There's no rule of thumb.
IMO, the number of standby units should be selected considering two primary factors,
1) Criticality of the demand.
2) The flowrates operating ranges you need to maintain.
Of those, the most important is criticality of demand. If it makes no difference if your system is down for the time that it takes to repair a pump, there may be no justification for having more than one pump, but many systems have some flowrate that must be supplied at all times. For example, if this is a life support system, the overall reliability required might be 0.995 If the pumps you install have an individual reliability of 0.85, The question you need to answer is, how many will be needed to reach the overall reliability requirement of 0.995
1 pump gives 0.85, and is not sufficient.
2 pumps give 1-(1-0.85)^2 = 0.9775 and is still not sufficient.

INFORMATION SHOWN:
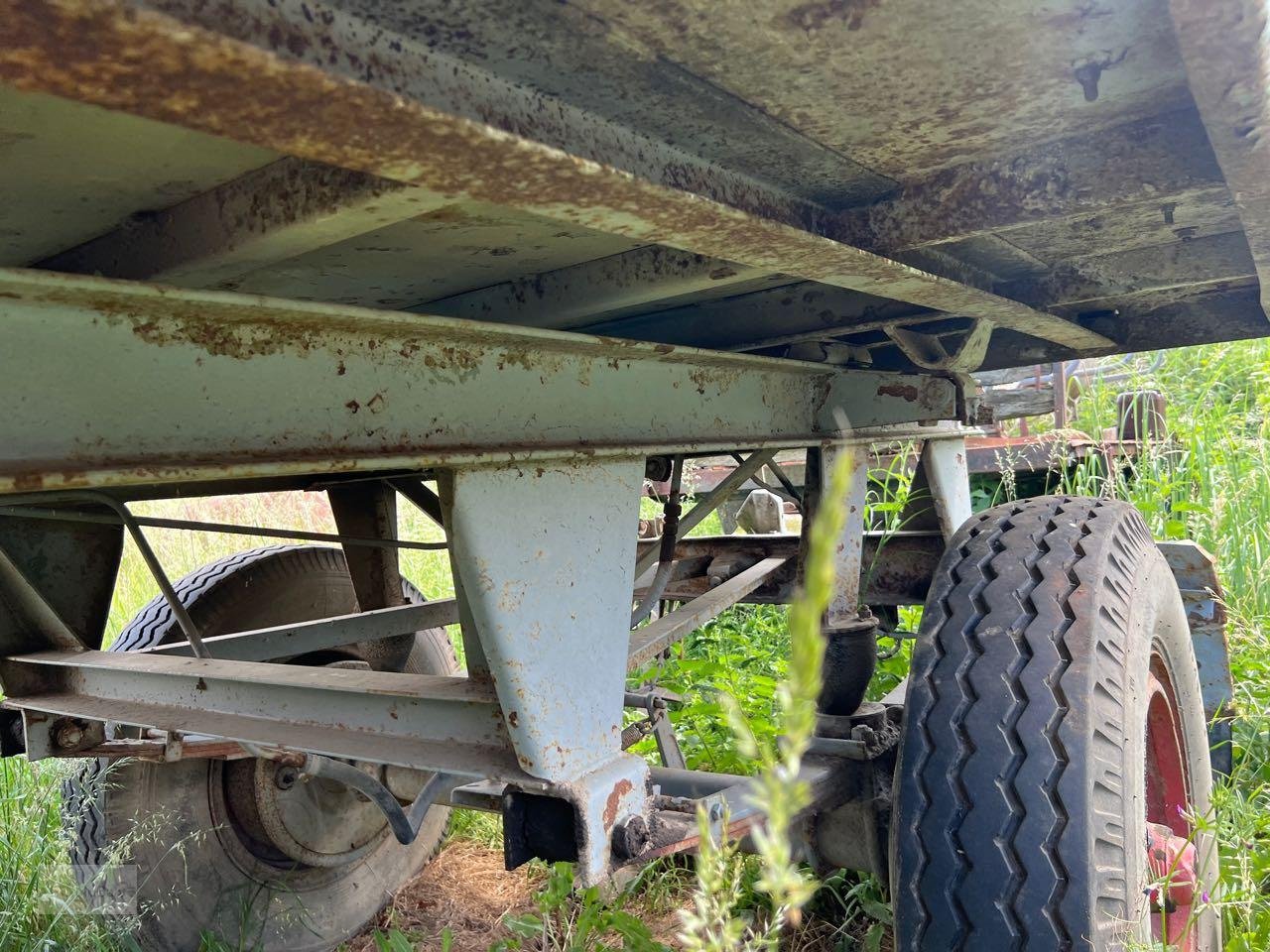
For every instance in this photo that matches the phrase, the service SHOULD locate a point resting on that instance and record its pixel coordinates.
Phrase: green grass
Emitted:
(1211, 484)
---
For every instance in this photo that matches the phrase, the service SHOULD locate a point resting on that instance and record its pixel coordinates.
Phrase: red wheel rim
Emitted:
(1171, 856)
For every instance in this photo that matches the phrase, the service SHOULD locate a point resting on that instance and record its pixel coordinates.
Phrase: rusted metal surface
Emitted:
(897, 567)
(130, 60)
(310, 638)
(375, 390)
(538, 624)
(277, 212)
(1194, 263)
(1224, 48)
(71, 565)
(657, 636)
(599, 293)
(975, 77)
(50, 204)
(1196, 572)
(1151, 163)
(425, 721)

PROBLEM SET:
A. In the post on standby pumps, which of the two primary factors is called the most important?
B. Please list each distinct reliability value that appears in the post on standby pumps.
The records have no connection to the post on standby pumps.

RESULTS BY TASK:
A. Criticality of demand.

B. 0.995, 0.85, 0.9775